• Source extract
At Trinidad Carnival 2024, Robert Young's band 'Vulgar Fraction' featured Moko Jumbie stilt-walkers and masqueraders in Palestinian flag colors, watermelon symbols, and 'Free Gaza' & 'Ceasefire' messages.

[image courtesy of Abigail Hadeed, Carnival 2024 Trinidad and Tobago, Vulgar Fraction ‘Isabay Bear With-Ness’, designed by Robert Young]

How could we begin or continue to engage ‘making hakawatya [stories/storytelling]’ as praxis in our feminist advocacy? 

Palestine, as people, culture, community, and environment, has a centuries-old history that I will not do justice to in a brief paragraph, please see more below. In recent history, the story of mass dispossession, ethnic cleansing and systematic oppression of Palestinian peoples starts with colonisation and colonialism. 

During the teach-in, Saajid highlighted that “our own history [ie, Caribbean histories] is an example in settler colonialism and ethnic cleansing…our history does not exist in isolation…the Caribbean is a region produced on imperialism”. Let’s unpack that a bit. Our countries, communities, and even our region, would not exist as it does today without the bloody stamp of colonisation. The violent and extractive processes that were implemented through the transatlantic slave trade and the plantation estates in the Caribbean manufactured processes of racialisation and extractive capitalism. The Caribbean region was a lab ground for these models of violent displacement, dispossession, extraction, and waste. We must (un)learn and confront how our histories and present realities of imperial and patriarchal frameworks are connected. 

Therefore when we consider the history of Zionist settler colonialism in Palestine in the early 20th, afterwards accelerated by the British mandate and occupation of large areas in Palestine and neighbouring areas, cleansing land (land, not environment or natural surroundings, land to be excavated for profit) of indigenous populations to satisfy the necessary dehumanising of colonial and imperialist ideologies, we engage with the intersections between our histories, more especially with the shape-shifting infrastructure of extractive racial capitalism. 

This - extremely - brief unpacking of Saajid’s statement during the Ignite workshop builds from generations of revolutionaries and thinkers that elaborate on all the dimensions of empire - see some suggestions in the reading lists below. Shifting these contexts to an intersectional feminist lens, what is key is not to build bridges of solidarity through connecting histories of oppression - although these are extremely valid connections, perhaps good entry points into developing solidarity links - but to practise bridges of solidarity as an imagination of what kind of world we want to build, need to build to live together without living to the detriment of another ecosystem, human or non-human.

• What you need to do
a) Rewrite the passage on Palestinian solidarity between "Palestine, as people, culture, community, and" and "colonisation and colonialism.", inclusive, substituting "short section" for "brief paragraph".
b) Pick up the passage on Palestinian solidarity after its last sentence and keep writing.

• Data extract
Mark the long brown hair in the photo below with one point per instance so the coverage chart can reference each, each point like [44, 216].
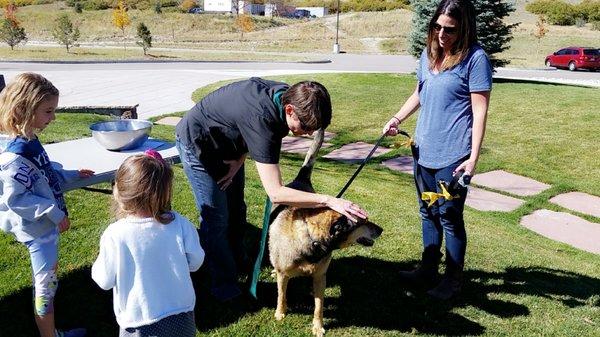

• Answers provided
a)
Palestine, as people, culture, community, and environment, has a centuries-old history that I will not do justice to in a short section, please see more below. In recent history, the story of mass dispossession, ethnic cleansing and systematic oppression of Palestinian peoples starts with colonisation and colonialism.

b)
Activism looks very different, there are multiple roles involved in organising, all of which are necessary. For instance, during the teach-in, Saajid encouraged us all to pick up a piece of chalk and find somewhere to start raising community consciousness. Libre reminded us that, in other instances of global conflict where there was a glaring lack of cohesive government action (or any at all), such as in South Africa's apartheid regime, economic sanctions forced the coloniser's hand: we need to organise so that “they [the Zionist regime and all Western powers and companies funding it] cannot afford to colonise anymore”. Bisan emphasised that "[we] need to be ready to tell the truth" daily, emphasising that our actions will directly impact government, corporate, social response. Bisan also suggested a few other actions, listed as follows:

  • Keep up on our learning, "accumulate your knowledge" so we get even better at framing things, connecting events, issues, causes together,

  • Understand our power as individuals - “what is politics? People are politics” and collectives; how we move is political, where we need to push to a point in our advocacy and rendering-visibility where what is said and applied at government and other executive levels of power is proportionate to what is actually happening, pushing to (finally!) global state action that embodies that "you [the Zionist regime] are not doing anything human...you are not welcome in our world...halas" 

The actions we can take as individuals and parts of multiple communities are and continue to be important. To the best of our capacity, we can use our buying power to hit corporations at their bottom line, use our voices on media to ensure that global attention to this conflict never goes silent, be consistent in our own “accumulation of knowledge” to make better connections across our own advocacy…posting, speaking, discussing, writing, taping a reel, being intentional about our consumption…these are everyday actions that shift how we act in solidarity, and, collectively transitions to a different global consciousness. 

Please see below for some further reading, toolkits/reading lists, organisations we can engage with to keep up with being informed and active for Palestinian freedom and decolonisation. 



Returning to Batoul’s central question of what solidarity means to us, Libre remarked that;

“Solidarity is not comfortable...it is a redistribution of wealth that allows everyone to have basics...beyond saying free Palestine, we have to make Palestine free…”. Libre continued, noting that what is allowed to happen in Palestine, in Congo, in Sudan, in Ayiti... those will be the limits of what is allowed to happen to us. From the previous - again, too brief - indications of how our histories are connected, our present and futures are too. We are one of several populations, communities still subsumed in imperial wirings as in some way disposable, dismissible or in/sub-human. What can we individually, as part of collectives, groups and active parts of society, do or learn or talk about or act on in ways that undo a global framework of disposability?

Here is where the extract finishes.